- SELECTED PASSAGE -

Damage to the autonomic nerves causes abnormal or decreased function of the areas connected to the problem nerve. For example, damage to the nerves of the gastrointestinal tract makes it harder to move food during digestion (decreased gastric motility).

Damage to the nerves supplying blood vessels causes problems with blood pressure and body temperature.

Autonomic neuropathy is associated with the following:

Symptoms

  • Swollen abdomen
  • Heat intolerance, induced by exercise
  • Nausea after eating
  • Vomiting of undigested food
  • Early satiety (feeling full after only a few bites)
  • Unintentional weight loss of more than 5% of body weight
  • Male impotence
  • Diarrhea
  • Constipation
  • Dizziness that occurs when standing up
  • Blood pressure changes with position
  • Urinary incontinence (overflow incontinence)
  • Difficulty beginning to urinate
  • Feeling of incomplete bladder emptying
  • Fainting
  • Abnormal sweating

Exams and Tests

Inspection of the abdomen may show distention, and listening to the abdomen with a stethoscope (auscultation) may show abnormal sounds indicating decreased gastric motility.

An eye examination may show sluggish pupil reaction. Examination by touch (palpation) or tapping (percussion) may indicate a distended bladder. Blood pressure examination may show a decrease upon standing (postural hypotension).

Occasionally, other symptoms may indicate disturbed functioning of the autonomic nervous system, including high blood pressure, rapid or slow heart rate, irregular heart rhythms, excessive sweating, difficulty swallowing, or other symptoms.

Special measurements of sweating and heart rate are called "autonomic testing" and can assist in diagnosis and treatment.

  • An upper GI (gastrointestinal) examination with small bowel series may show decreased motility, delayed emptying of the stomach, or other abnormalities and may be used to rule out physical obstruction as a cause of vomiting or other GI symptoms.
  • An EGD (esophagogastroduodenoscopy) is used to rule out physical obstruction as a cause of GI symptoms.
  • An isotope study may indicate gastroparesis (decreased gastric motility).
  • A VCUG (voiding cystourethrogram) or other tests of bladder function may show a flaccid bladder (inability of the bladder to contract and empty).
Other tests for autonomic neuropathy are guided by the suspected cause of the disorder, as suggested by the history, symptoms, and pattern of symptom development.

Treatment

Treatment is supportive and may need to be long-term. Several treatments may be attempted before a successful one is found.

- INFORMATION SUPPLIED -
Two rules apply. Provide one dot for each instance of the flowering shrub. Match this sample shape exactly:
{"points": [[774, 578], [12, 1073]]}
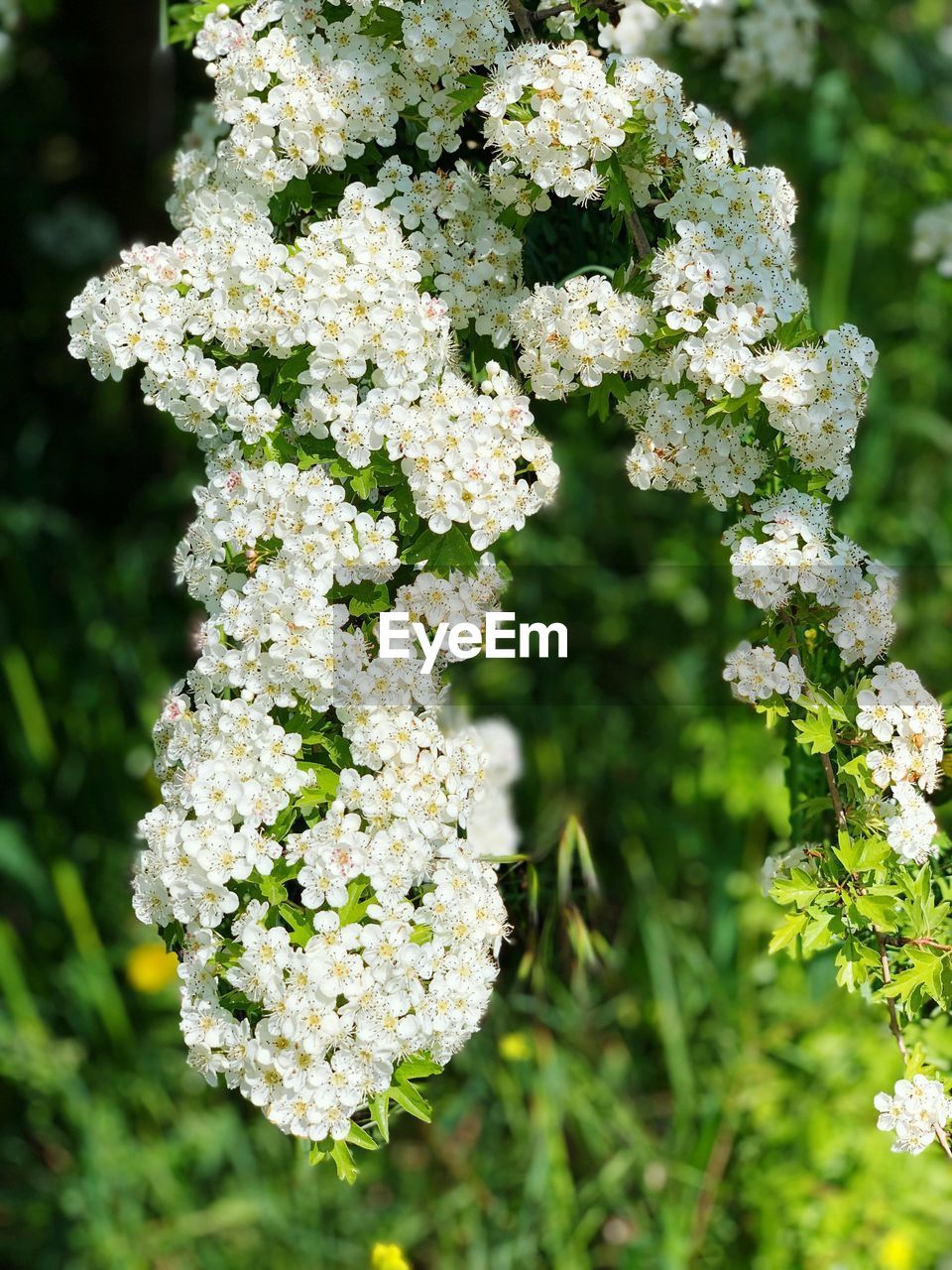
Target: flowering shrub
{"points": [[760, 44], [349, 336]]}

- CHECK YOUR UNDERSTANDING -
a - Summarize the passage on autonomic neuropathy in two sentences.
b - Write the next part of the passage on autonomic neuropathy, beginning after its final sentence.

- ANSWERS TO EACH TASK -
a - Damage to the autonomic nerves reduces or disrupts the function of the areas they supply, slowing digestion and causing problems with blood pressure and body temperature, and it is linked to symptoms such as nausea after eating, dizziness on standing, bladder difficulties, and abnormal sweating. Examinations may reveal signs such as abdominal distention, sluggish pupil reaction, and a drop in blood pressure on standing, special tests can assist in diagnosis, and treatment is supportive, may be long-term, and may involve several attempts before a successful one is found.

b -
The use of elastic stockings and sleeping with the head elevated may reduce postural hypotension. Fludrocortisone or similar medications may be beneficial in reducing postural hypotension for some people. In severe cases, Proamatine may help prevent a drop in blood pressure when standing.

Medications that increase gastric motility (such as Reglan), small, frequent meals, sleeping with the head raised up, or other measures may be used to treat reduced gastric motility.

Impotence, diarrhea, constipation, bladder problems, and other symptoms are treated as appropriate. These symptoms may respond poorly to treatment.

Outlook (Prognosis)

The outcome varies. If the cause can be identified and treated, there is a chance that the nerves associated with autonomic neuropathy may repair or regenerate. The symptoms may improve with treatment, or they may persist or worsen despite treatment.

Most symptoms of autonomic neuropathy are uncomfortable but they are seldom life threatening.

Possible Complications

  • Fluid or electrolyte imbalance such as hypokalemia (if excessive vomiting or diarrhea)
  • Malnutrition
  • Kidney failure (associated with reflux of urine)
  • Psychologic/social effects of impotence
  • Injuries from falls (associated with postural dizziness)

When to Contact a Medical Professional

Call for an appointment with your health care provider if symptoms of autonomic neuropathy occur. Early diagnosis and treatment increases the likelihood of controlling symptoms.

Prevention

Prevention or control of disorders that may be associated with autonomic neuropathy may reduce the risk. For example, diabetics should control blood sugar levels closely. Alcoholics should stop drinking.